Supplied material:
-----

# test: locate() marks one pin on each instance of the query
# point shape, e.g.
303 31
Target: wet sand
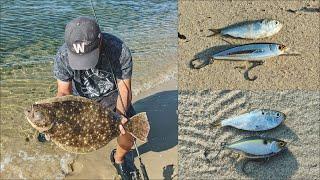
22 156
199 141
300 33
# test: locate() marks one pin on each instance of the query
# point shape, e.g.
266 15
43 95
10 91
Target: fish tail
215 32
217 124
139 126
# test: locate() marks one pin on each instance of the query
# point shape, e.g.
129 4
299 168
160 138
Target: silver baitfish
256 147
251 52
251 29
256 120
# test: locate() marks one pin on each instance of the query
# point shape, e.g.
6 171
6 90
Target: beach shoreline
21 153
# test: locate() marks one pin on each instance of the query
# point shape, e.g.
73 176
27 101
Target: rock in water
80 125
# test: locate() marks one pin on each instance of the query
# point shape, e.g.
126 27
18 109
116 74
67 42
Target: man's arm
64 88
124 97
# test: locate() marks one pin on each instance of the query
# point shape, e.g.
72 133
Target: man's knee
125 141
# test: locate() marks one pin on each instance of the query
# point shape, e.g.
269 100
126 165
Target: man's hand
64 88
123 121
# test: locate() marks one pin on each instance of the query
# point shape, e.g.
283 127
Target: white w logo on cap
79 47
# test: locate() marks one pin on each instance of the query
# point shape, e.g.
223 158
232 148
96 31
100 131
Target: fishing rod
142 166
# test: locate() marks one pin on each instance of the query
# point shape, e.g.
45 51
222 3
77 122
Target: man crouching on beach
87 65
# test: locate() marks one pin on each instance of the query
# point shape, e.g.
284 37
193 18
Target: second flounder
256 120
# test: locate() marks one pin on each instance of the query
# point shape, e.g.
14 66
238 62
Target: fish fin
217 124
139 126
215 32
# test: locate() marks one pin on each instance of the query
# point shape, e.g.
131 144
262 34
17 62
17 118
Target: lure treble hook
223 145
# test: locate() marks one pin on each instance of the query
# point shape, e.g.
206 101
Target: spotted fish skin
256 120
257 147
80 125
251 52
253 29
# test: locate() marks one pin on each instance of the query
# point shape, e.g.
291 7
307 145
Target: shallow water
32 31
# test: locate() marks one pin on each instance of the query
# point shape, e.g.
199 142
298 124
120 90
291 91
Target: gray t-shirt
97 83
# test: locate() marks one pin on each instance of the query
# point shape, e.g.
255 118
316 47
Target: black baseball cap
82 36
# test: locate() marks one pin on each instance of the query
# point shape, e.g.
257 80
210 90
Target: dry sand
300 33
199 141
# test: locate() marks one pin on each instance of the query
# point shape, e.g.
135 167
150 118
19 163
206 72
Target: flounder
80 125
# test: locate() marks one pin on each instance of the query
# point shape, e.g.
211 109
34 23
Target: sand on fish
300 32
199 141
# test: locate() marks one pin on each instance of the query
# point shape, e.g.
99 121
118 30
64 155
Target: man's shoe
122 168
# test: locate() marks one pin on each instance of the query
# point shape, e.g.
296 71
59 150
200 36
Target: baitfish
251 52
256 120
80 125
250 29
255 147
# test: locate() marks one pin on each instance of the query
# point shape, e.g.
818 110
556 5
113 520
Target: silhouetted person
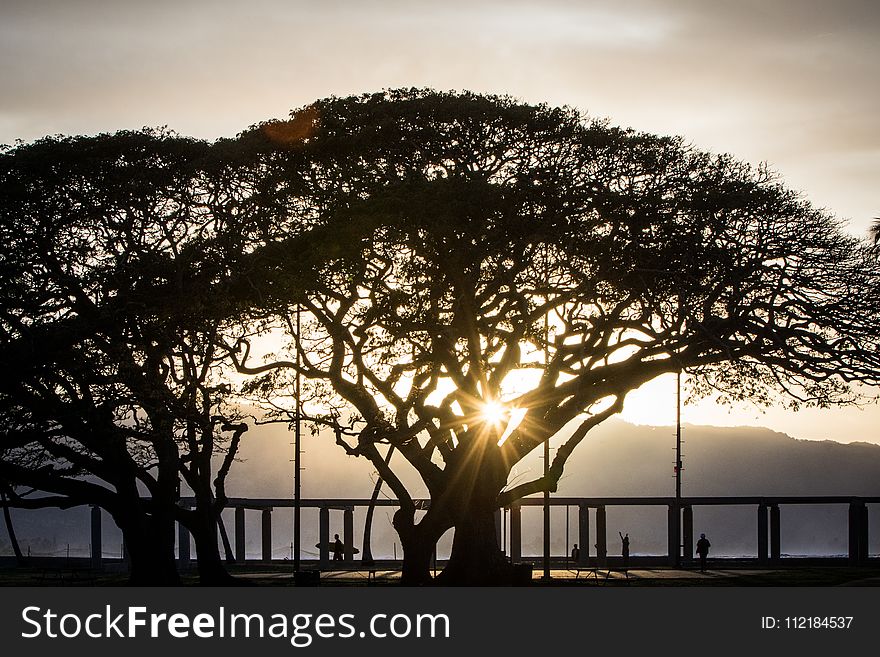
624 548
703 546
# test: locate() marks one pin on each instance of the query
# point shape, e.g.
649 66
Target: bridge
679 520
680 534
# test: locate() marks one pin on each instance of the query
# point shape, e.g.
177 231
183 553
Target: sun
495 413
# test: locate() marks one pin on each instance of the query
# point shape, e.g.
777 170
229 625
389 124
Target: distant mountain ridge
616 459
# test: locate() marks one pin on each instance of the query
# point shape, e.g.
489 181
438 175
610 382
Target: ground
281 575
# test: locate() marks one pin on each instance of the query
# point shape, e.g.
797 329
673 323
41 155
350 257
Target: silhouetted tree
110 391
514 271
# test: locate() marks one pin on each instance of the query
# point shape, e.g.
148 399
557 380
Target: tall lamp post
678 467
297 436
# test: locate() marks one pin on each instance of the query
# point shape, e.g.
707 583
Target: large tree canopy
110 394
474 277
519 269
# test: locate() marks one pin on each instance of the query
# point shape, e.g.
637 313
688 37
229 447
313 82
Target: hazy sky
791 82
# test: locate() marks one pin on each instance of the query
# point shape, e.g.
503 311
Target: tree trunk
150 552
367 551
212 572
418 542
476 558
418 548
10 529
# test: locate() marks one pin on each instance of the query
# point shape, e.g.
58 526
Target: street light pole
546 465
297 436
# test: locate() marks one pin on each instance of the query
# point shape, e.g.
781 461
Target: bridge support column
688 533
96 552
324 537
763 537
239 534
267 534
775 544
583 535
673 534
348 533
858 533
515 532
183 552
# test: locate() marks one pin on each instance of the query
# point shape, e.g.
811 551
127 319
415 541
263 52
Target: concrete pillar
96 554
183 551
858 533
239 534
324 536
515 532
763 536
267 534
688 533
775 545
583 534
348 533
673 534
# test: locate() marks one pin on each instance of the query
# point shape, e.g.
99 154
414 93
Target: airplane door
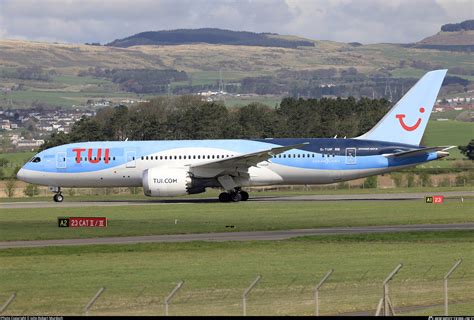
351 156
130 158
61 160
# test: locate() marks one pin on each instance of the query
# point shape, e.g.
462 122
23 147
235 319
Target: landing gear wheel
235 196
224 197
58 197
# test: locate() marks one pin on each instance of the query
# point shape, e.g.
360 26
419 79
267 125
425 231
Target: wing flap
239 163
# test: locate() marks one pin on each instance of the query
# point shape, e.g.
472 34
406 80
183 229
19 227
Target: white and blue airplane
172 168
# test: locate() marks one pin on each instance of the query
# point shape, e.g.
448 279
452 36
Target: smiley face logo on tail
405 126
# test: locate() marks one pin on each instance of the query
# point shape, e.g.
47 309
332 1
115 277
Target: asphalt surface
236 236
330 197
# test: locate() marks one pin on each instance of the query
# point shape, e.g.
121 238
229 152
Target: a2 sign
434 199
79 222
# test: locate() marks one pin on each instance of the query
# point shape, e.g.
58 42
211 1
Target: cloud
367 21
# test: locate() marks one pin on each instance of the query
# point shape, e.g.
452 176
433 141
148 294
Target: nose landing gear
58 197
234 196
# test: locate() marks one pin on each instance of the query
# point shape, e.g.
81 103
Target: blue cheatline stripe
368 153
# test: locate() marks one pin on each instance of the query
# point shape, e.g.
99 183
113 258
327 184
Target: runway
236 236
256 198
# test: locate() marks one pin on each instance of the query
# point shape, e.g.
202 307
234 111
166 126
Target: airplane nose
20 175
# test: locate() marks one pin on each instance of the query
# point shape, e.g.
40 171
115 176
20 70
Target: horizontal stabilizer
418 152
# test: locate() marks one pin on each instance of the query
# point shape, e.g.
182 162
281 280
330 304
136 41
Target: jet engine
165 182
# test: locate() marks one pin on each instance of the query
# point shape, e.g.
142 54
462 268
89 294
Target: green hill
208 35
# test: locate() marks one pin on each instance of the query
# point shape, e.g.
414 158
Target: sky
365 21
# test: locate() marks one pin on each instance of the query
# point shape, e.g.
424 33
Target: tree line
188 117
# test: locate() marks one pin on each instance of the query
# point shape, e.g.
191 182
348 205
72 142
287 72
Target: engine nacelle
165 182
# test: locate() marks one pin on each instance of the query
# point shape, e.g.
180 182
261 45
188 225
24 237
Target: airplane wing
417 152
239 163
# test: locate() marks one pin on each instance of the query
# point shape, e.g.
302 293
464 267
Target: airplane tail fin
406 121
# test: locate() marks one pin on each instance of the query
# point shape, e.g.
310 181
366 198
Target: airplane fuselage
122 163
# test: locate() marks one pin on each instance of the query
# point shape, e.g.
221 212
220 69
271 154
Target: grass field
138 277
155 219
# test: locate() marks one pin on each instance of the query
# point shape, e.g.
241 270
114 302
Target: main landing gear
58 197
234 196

-----

Stated goal:
Select each line in the entries above that contains the string "flounder" and copy those lines out. The match is case-sensitive.

Solution to the exercise:
Target: second flounder
Target: flounder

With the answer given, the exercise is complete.